[REQUIRED TASK]: Reproduce verbatim the lines of the material below, from the line containing "post as a single marker per instance." through the end of the material, with both ends included.
+===+
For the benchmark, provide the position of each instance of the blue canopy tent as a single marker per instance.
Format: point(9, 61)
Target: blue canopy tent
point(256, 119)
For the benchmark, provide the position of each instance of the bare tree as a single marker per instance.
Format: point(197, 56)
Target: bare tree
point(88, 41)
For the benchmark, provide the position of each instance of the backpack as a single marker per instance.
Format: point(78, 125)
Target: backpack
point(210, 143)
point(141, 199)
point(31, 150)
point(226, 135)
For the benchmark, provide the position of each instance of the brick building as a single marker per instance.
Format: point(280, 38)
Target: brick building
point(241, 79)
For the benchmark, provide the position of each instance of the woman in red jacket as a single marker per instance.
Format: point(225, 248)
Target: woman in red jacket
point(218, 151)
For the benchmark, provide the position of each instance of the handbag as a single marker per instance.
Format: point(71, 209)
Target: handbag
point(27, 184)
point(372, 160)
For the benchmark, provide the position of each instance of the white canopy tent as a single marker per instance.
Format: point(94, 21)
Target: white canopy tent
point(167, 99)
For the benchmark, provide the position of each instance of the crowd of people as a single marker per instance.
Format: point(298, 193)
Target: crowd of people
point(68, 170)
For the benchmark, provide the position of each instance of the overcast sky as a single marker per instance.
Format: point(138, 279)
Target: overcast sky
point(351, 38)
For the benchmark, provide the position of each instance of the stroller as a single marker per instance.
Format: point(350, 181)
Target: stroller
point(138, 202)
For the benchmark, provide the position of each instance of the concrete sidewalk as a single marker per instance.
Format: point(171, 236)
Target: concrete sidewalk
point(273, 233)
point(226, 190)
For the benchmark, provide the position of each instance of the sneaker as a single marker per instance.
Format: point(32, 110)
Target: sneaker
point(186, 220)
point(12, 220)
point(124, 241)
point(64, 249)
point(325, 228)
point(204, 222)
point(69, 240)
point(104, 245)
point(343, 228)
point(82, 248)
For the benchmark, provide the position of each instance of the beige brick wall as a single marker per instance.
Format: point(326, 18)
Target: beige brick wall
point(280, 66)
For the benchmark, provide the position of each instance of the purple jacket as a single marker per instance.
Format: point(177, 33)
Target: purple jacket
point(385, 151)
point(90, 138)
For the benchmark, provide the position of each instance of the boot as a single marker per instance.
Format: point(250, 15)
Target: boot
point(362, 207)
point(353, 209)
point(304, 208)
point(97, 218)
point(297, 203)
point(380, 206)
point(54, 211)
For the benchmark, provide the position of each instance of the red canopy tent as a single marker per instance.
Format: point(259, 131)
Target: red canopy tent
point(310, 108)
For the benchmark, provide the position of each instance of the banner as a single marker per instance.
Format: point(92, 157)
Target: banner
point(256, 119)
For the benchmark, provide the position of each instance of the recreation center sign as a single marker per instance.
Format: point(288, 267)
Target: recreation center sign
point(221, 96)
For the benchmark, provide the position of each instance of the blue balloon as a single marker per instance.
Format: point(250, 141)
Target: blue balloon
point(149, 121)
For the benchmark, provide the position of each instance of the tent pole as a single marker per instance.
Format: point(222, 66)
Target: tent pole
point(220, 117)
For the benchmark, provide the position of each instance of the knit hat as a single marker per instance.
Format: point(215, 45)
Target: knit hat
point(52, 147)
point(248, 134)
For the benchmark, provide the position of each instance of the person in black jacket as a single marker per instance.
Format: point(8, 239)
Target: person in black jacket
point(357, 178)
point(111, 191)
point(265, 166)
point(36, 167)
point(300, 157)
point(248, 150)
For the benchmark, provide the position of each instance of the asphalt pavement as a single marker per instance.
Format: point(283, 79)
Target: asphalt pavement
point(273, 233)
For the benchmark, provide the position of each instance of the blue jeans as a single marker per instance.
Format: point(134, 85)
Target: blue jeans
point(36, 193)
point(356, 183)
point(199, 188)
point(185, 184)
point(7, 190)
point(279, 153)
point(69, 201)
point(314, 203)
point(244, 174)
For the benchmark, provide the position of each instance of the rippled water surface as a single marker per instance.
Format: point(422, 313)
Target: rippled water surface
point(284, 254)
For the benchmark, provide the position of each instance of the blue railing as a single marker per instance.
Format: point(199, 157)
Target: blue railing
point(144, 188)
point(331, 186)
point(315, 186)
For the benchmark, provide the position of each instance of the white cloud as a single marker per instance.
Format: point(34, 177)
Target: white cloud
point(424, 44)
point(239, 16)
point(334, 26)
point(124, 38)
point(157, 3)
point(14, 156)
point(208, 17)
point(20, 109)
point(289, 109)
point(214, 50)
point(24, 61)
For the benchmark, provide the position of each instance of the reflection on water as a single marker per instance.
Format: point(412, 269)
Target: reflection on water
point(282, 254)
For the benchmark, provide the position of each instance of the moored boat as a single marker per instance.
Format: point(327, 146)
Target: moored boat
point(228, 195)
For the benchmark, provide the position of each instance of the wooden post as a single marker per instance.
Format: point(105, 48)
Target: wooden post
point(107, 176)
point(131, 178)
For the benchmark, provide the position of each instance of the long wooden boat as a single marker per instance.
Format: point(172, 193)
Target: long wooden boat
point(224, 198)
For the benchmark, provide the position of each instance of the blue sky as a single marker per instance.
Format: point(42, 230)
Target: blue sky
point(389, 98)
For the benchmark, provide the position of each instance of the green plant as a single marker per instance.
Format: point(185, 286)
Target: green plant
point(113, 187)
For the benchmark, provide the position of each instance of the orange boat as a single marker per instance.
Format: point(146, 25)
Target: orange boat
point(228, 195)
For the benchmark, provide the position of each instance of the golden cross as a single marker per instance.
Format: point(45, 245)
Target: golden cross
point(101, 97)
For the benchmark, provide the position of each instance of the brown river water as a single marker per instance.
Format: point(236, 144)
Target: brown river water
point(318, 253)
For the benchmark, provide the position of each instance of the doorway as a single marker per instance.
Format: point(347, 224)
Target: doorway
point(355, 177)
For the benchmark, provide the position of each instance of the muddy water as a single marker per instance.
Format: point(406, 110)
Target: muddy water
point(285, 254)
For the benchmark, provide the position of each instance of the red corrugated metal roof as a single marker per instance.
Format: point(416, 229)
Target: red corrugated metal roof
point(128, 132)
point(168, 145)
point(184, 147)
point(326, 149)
+===+
[SOLUTION TO THIS EXERCISE]:
For the benchmark, provide the position of each instance of the wooden post as a single marker per instance.
Format: point(105, 48)
Target: wooden post
point(107, 176)
point(131, 178)
For the benchmark, provide the position of each instance of the long wooden boat as a single marker per instance.
Format: point(172, 193)
Target: long wooden boat
point(224, 198)
For the benchmark, provide the position of each instance of the blue sky as a single marker per instance.
Format: point(42, 230)
Target: blue sky
point(389, 98)
For the benchmark, provide the position of each instance of the green plant as a single marker per instance.
Format: point(185, 286)
Target: green plant
point(113, 187)
For the benchmark, provide the position of each instance of the orange boat as a single marker per instance.
Format: point(146, 25)
Target: orange boat
point(228, 195)
For the benchmark, provide the position of each instance of the golden cross as a single marker per instance.
Format: point(45, 245)
Target: golden cross
point(101, 97)
For the benchmark, provide the position of each instance of the brown river water as a single marker per instance.
Format: point(236, 144)
Target: brown river water
point(318, 253)
For the benchmark, provide the position of each instance of the doorway as a single marker per instance.
Format: point(347, 224)
Target: doorway
point(355, 177)
For the benchmark, provide the position of each instance of the muddy water as a single marker per instance.
Format: point(406, 110)
Target: muddy water
point(285, 254)
For the benchmark, provide the position of each instance of the red corrugated metal roof as a single marker per instance.
Format: point(416, 229)
Target: red corrugated metal roof
point(128, 132)
point(168, 145)
point(184, 147)
point(326, 149)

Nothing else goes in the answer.